REQUIRED TASK. Rewrite the data below as a Markdown table with two columns, Row and Line. Give each line its own numbered row, and leave out blank lines.

Position annotation records.
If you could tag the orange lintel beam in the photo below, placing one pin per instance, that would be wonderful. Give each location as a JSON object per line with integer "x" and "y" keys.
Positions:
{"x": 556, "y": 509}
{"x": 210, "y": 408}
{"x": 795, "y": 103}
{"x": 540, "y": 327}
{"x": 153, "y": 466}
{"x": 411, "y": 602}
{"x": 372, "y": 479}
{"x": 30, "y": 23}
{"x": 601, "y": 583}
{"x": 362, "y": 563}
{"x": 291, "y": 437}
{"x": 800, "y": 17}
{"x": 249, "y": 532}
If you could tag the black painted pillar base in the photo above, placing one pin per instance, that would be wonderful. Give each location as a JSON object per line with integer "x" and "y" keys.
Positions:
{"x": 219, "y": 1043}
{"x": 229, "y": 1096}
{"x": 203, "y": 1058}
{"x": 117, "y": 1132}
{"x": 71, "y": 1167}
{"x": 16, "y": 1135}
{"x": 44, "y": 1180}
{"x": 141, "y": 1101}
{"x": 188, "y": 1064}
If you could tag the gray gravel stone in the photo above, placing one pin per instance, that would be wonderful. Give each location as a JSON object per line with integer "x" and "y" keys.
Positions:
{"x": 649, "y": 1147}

TASK RESPONSE.
| Row | Line |
|---|---|
| 1 | If you could tag the orange lintel beam in the photo below, placing one pin per instance, that would be wonderful. Give each location as a JSON object per line with integer "x" and "y" keys. |
| 2 | Positions: |
| 3 | {"x": 556, "y": 509} |
| 4 | {"x": 210, "y": 408} |
| 5 | {"x": 795, "y": 103} |
| 6 | {"x": 540, "y": 327} |
| 7 | {"x": 153, "y": 466} |
| 8 | {"x": 411, "y": 602} |
| 9 | {"x": 372, "y": 479} |
| 10 | {"x": 30, "y": 23} |
| 11 | {"x": 601, "y": 583} |
| 12 | {"x": 362, "y": 563} |
| 13 | {"x": 291, "y": 437} |
| 14 | {"x": 800, "y": 17} |
| 15 | {"x": 249, "y": 532} |
| 16 | If you could tag the black painted pillar base in the photo above, placing one pin per instance, that would be wonderful. Give each location as a JSON object per line with integer "x" and "y" keys. |
| 17 | Positions: |
| 18 | {"x": 219, "y": 1043} |
| 19 | {"x": 229, "y": 1096} |
| 20 | {"x": 203, "y": 1058} |
| 21 | {"x": 117, "y": 1132} |
| 22 | {"x": 71, "y": 1167} |
| 23 | {"x": 16, "y": 1135} |
| 24 | {"x": 44, "y": 1180} |
| 25 | {"x": 141, "y": 1101} |
| 26 | {"x": 188, "y": 1064} |
| 27 | If you could tag the gray gravel stone in the photo above, placing one pin per instance, that would be wonderful. Give each location as a JSON object per line with integer "x" and "y" keys. |
| 28 | Positions: |
| 29 | {"x": 649, "y": 1147} |